Coordinate annotation entries:
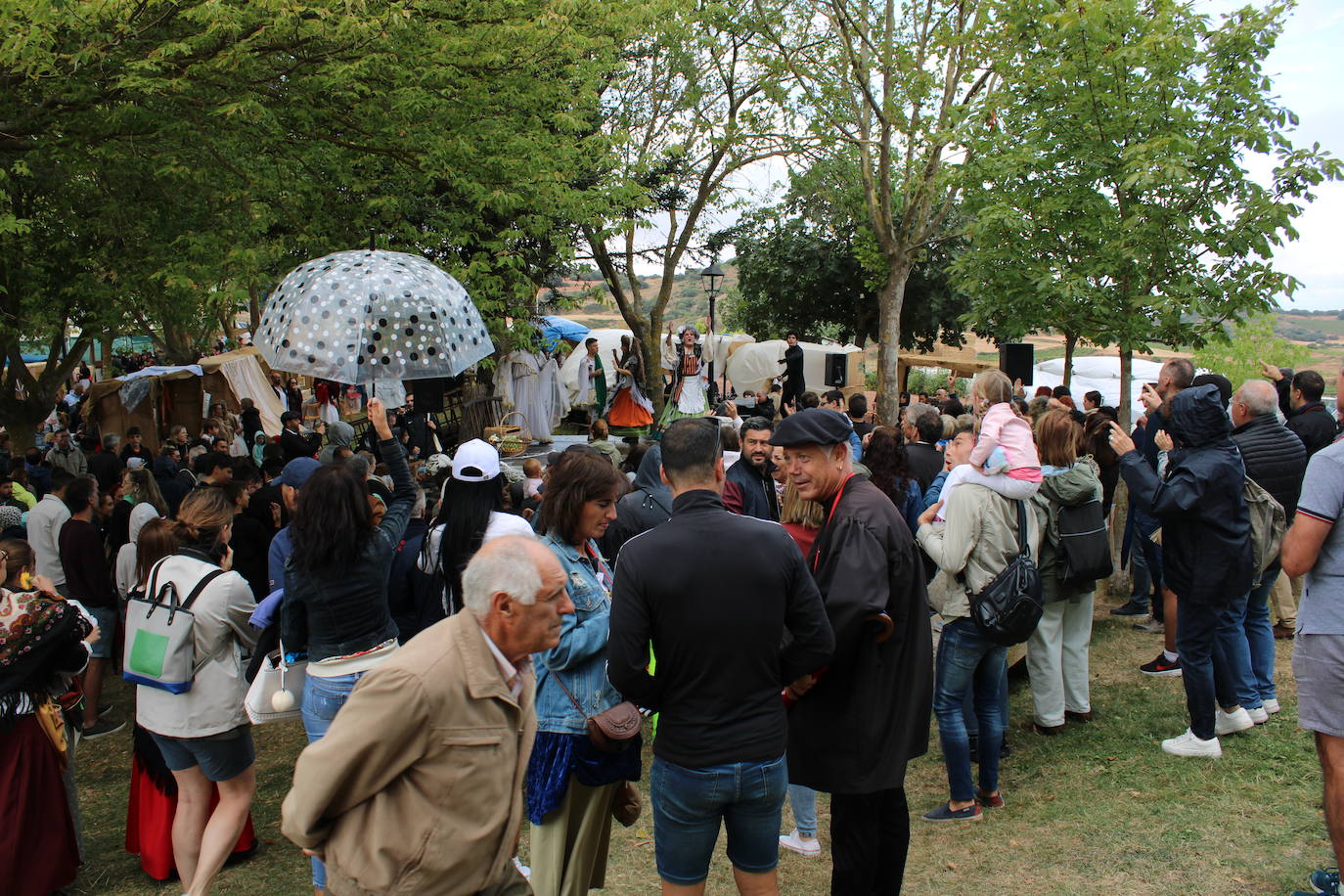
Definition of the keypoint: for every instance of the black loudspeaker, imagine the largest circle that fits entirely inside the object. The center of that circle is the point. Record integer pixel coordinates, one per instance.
(1016, 360)
(428, 394)
(837, 370)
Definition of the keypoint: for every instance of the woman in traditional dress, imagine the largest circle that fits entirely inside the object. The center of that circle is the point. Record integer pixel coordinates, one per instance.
(689, 363)
(629, 411)
(40, 649)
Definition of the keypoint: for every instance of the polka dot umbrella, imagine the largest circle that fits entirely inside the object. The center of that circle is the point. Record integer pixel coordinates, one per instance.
(371, 316)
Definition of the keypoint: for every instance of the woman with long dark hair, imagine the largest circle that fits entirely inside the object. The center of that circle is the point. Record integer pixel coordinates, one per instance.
(470, 512)
(203, 734)
(137, 486)
(335, 605)
(571, 787)
(152, 805)
(886, 460)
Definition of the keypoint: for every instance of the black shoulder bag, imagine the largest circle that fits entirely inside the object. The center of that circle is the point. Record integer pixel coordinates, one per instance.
(1008, 608)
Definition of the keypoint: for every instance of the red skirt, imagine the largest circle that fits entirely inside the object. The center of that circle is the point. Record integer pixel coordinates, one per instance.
(626, 413)
(150, 825)
(38, 849)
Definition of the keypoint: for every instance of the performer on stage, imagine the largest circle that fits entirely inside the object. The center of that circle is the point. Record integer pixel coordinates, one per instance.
(629, 413)
(689, 362)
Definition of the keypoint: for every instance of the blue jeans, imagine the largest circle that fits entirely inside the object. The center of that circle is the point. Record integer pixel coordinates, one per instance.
(689, 805)
(1260, 637)
(1232, 650)
(323, 698)
(804, 802)
(967, 659)
(1204, 677)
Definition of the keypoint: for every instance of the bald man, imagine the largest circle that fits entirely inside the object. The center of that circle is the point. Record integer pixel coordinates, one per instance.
(448, 713)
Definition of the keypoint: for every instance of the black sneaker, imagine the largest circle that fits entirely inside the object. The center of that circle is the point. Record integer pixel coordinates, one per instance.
(1131, 608)
(1160, 666)
(101, 729)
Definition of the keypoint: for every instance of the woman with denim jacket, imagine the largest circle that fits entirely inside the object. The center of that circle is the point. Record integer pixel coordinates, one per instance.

_GIVEN INSTRUCTION_
Reproduce, line for line and unchanged, the stretch of the items above from the line containing "Definition of the keypoint: for every instance of the bald" through the end of the items.

_WRITTEN ANSWER_
Definition of the keypoint: for every instance of the bald man, imagine the largest circle that fits entirely inside the object. The center of that circle is the point. Record integer pixel coordinates, one per instance.
(448, 713)
Definition of the keypoint: for every instance of the black sneaker, imagine the largest circle that fits entirely inside the object. The center of that circle is the point. Record integer pixel coordinates, one per instance.
(1131, 608)
(1160, 666)
(101, 729)
Definition of the keypoint: for every instance of the woman with denim jacket, imagine the largest circle that fits entirely inside the object. The center of that circle is the point. Record integer pixel coordinates, one per instance.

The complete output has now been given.